[START OF Excerpted records]

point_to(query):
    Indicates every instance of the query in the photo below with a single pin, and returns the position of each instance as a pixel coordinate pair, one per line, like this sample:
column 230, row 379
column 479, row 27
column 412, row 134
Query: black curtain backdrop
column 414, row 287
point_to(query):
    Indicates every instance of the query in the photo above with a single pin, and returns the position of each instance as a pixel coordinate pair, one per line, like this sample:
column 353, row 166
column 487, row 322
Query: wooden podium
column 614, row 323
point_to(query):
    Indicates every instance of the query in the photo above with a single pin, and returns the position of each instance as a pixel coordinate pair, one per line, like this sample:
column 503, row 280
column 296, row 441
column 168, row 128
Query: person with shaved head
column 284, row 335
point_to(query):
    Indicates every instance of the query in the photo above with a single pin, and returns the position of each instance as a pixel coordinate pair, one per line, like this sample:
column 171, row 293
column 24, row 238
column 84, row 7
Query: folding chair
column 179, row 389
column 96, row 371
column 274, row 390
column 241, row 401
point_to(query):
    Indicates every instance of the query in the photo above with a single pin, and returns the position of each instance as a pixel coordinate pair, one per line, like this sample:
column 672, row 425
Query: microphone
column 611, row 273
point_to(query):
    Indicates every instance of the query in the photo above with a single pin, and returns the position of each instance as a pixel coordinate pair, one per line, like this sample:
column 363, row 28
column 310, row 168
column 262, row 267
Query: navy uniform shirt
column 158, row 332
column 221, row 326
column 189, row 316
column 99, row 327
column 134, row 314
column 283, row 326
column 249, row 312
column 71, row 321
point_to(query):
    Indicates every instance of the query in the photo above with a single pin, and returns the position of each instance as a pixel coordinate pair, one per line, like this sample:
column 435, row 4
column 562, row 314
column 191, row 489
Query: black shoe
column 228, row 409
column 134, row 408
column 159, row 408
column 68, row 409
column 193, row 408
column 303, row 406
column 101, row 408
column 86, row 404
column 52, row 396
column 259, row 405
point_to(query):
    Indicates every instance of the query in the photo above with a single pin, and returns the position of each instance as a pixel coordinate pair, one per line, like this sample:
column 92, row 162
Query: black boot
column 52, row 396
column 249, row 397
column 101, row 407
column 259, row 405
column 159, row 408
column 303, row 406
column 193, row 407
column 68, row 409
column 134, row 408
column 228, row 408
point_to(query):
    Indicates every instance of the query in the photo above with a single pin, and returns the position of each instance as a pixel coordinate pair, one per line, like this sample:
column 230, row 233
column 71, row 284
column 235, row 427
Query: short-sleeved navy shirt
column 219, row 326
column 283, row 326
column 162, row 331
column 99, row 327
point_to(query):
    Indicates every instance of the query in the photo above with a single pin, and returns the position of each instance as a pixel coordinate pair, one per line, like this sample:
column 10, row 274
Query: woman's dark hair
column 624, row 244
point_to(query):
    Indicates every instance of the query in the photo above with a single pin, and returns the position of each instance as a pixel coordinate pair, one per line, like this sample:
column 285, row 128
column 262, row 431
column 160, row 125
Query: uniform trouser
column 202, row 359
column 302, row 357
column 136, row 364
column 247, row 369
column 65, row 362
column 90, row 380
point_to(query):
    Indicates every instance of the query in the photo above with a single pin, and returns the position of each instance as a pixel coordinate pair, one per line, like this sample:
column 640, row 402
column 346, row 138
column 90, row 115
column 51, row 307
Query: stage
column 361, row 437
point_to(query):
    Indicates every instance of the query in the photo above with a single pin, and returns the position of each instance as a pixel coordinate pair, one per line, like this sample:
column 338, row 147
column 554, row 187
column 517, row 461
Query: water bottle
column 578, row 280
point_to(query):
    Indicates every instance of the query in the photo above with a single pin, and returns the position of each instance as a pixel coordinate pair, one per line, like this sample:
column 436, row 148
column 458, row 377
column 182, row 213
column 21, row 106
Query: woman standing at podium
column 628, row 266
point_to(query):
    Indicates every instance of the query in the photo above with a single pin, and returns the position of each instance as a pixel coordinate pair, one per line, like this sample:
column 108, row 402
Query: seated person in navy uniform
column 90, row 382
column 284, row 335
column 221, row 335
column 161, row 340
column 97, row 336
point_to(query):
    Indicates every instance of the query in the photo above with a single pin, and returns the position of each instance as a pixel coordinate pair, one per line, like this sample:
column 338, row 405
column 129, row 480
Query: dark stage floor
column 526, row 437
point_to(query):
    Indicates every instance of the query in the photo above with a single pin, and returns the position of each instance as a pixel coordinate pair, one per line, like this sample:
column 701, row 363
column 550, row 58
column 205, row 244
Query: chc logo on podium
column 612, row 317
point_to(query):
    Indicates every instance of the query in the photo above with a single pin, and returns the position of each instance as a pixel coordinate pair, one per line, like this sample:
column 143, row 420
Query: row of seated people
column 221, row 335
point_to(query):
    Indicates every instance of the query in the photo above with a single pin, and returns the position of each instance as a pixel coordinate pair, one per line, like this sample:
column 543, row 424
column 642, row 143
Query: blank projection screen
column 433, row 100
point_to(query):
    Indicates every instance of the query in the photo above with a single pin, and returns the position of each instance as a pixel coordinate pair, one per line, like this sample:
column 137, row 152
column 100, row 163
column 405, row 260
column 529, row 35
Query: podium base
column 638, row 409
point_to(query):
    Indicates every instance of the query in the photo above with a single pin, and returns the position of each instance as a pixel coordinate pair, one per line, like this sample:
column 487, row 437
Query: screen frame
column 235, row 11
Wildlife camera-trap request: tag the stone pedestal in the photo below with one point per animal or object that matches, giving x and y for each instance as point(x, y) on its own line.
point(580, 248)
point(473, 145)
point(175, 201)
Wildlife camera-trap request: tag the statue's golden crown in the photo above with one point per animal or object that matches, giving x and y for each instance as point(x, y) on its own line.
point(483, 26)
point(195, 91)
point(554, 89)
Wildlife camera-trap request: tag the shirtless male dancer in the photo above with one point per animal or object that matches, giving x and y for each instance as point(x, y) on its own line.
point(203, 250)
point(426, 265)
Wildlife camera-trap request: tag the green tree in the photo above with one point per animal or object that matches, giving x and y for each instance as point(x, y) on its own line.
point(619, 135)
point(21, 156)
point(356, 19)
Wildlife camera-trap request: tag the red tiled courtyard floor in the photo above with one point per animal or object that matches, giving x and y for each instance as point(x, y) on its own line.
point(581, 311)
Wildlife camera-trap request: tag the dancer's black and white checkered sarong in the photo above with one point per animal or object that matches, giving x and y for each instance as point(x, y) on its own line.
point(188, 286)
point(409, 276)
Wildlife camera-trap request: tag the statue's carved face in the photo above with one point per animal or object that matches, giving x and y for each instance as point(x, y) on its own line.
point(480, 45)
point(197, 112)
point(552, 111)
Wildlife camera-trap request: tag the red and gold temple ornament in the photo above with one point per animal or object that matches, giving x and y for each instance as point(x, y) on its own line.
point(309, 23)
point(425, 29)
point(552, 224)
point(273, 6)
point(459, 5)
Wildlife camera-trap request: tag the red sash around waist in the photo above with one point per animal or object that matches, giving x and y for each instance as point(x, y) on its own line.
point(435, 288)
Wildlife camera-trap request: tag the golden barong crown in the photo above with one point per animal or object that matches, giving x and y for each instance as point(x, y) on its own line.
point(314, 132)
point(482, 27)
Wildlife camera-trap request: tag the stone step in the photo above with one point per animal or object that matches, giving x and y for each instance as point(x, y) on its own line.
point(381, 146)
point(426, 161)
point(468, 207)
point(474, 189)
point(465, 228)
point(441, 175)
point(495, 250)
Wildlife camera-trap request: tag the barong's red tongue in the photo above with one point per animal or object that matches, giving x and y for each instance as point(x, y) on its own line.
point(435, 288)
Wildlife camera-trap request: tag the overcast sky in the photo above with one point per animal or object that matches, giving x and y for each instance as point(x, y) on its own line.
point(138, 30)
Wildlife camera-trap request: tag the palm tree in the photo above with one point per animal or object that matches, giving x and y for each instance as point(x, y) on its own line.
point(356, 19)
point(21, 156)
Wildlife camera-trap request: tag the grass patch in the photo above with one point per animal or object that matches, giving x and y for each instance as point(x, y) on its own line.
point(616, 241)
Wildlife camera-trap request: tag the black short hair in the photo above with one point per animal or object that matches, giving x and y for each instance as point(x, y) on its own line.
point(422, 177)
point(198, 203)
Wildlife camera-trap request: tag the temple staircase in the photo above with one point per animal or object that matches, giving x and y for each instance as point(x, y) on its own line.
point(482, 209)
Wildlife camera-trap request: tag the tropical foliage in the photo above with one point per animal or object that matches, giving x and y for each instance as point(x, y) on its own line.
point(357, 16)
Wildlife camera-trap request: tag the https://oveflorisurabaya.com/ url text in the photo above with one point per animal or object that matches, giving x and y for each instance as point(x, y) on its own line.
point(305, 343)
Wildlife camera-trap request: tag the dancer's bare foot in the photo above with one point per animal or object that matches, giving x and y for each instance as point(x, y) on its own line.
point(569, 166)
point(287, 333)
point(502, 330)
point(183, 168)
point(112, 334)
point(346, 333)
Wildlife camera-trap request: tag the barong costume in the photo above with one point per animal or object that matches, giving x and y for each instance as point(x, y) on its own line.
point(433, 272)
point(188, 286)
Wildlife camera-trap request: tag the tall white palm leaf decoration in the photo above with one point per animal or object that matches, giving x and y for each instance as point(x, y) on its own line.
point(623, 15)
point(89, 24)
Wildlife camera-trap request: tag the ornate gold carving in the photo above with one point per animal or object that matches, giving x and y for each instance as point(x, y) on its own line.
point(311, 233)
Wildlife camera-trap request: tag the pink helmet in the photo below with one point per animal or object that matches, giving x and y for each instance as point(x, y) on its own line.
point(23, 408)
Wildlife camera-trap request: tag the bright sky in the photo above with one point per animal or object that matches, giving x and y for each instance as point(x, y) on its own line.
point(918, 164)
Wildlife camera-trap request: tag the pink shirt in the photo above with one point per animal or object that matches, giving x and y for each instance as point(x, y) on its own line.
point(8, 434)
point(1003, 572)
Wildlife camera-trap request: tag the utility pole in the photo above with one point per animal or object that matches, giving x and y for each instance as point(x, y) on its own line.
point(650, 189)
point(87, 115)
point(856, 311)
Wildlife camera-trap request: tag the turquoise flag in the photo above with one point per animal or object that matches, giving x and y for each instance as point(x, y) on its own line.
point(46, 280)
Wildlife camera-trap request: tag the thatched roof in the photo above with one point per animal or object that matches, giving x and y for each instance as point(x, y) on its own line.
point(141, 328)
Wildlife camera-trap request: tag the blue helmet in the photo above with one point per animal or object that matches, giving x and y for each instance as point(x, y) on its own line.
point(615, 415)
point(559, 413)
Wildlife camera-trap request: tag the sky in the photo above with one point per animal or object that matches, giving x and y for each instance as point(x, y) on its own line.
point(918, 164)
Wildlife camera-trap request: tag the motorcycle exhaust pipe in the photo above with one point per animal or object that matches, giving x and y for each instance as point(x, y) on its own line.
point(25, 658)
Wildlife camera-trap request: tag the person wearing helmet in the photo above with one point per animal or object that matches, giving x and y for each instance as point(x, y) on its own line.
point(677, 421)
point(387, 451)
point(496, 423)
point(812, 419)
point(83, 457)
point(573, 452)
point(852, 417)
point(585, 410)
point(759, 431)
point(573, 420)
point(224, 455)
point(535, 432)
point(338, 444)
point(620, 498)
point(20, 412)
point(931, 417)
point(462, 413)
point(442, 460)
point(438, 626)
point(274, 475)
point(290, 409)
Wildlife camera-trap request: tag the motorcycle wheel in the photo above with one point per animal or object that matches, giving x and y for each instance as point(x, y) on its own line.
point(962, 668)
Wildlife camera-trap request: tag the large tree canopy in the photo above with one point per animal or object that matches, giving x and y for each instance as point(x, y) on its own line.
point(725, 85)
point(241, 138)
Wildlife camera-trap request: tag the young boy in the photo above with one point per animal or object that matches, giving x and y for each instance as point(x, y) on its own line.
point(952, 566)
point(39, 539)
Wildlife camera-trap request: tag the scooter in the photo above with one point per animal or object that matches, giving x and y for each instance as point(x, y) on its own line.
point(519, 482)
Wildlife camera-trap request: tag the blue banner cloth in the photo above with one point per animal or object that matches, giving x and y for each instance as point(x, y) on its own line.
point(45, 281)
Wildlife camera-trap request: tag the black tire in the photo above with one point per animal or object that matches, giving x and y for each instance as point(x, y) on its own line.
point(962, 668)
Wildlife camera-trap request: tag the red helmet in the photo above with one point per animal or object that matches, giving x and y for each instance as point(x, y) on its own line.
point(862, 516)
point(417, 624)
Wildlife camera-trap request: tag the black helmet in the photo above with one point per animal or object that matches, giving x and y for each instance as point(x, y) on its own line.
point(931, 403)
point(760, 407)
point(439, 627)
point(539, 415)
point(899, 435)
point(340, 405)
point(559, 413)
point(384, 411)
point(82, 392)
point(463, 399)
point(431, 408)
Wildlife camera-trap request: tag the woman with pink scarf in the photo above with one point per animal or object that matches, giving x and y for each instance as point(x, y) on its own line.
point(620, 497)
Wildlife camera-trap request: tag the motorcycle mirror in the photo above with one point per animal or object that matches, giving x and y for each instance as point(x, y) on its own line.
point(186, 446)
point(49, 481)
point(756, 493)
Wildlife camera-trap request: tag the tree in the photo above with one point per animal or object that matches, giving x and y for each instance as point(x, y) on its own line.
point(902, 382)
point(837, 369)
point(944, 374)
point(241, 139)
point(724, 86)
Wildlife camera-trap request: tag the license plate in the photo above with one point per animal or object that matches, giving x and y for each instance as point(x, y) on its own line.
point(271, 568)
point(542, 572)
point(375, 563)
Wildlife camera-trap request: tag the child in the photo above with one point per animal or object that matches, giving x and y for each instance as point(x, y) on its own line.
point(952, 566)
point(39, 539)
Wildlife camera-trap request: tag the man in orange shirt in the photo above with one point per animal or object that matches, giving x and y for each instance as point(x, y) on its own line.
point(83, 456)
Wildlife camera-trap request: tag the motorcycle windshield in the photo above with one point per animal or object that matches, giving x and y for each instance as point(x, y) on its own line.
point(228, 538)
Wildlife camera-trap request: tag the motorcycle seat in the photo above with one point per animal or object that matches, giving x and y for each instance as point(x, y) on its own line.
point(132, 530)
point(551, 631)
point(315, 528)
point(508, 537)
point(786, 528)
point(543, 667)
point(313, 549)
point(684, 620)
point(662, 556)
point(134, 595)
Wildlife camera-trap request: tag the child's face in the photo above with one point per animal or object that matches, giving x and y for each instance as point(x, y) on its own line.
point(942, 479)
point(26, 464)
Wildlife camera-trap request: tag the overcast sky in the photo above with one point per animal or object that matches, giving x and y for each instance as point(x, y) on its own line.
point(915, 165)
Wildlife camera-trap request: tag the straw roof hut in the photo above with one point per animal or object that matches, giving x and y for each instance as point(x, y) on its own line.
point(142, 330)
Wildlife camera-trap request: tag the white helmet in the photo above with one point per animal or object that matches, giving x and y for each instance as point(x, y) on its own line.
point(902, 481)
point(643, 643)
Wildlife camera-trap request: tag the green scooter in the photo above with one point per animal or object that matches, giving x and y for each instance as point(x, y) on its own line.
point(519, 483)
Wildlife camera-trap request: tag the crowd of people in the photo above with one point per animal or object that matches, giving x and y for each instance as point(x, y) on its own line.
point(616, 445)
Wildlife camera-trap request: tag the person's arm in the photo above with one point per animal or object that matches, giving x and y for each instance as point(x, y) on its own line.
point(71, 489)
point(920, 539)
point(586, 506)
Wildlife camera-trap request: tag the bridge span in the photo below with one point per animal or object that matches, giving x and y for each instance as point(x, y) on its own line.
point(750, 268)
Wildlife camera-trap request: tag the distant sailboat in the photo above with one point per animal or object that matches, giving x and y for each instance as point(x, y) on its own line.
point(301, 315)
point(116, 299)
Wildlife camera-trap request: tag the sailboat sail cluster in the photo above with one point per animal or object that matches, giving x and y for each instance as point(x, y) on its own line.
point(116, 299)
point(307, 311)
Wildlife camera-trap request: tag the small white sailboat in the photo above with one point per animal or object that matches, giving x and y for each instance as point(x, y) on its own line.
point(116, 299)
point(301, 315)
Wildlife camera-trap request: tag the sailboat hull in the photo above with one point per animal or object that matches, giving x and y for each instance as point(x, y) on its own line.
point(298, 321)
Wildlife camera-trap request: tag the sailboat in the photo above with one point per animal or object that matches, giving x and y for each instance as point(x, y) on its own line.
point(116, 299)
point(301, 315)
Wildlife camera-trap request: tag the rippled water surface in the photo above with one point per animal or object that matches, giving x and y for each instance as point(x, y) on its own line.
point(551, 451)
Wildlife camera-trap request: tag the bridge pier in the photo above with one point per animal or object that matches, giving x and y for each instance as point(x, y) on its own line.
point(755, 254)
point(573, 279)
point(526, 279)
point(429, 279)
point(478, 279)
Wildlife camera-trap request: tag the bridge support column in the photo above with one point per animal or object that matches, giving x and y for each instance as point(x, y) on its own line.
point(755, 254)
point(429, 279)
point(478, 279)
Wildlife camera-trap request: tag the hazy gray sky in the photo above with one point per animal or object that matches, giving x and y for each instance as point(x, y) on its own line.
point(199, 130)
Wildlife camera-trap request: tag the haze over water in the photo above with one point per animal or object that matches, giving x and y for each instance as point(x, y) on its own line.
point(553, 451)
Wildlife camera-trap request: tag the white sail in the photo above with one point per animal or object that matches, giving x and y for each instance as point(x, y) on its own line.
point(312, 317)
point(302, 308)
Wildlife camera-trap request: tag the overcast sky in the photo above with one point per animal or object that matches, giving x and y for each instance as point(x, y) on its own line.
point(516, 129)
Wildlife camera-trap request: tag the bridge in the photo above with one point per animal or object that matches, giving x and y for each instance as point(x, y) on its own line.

[END OF Excerpted records]

### Set exercise
Reproduce, character for character, everything from the line containing "tag the https://oveflorisurabaya.com/" down to the line containing "point(346, 333)", both of those lines included.

### Solved problem
Wildlife camera-trap request: tag the https://oveflorisurabaya.com/ url text in the photo above with one point per animal or object that matches, giving x and y for each instance as point(x, y) on its own line.
point(305, 343)
Wildlife camera-trap request: tag the dancer's bare foot in the photo above with one point per animal or object that matches, giving x and y for each instance as point(x, y) on its own line.
point(569, 166)
point(287, 333)
point(502, 330)
point(183, 168)
point(112, 334)
point(346, 333)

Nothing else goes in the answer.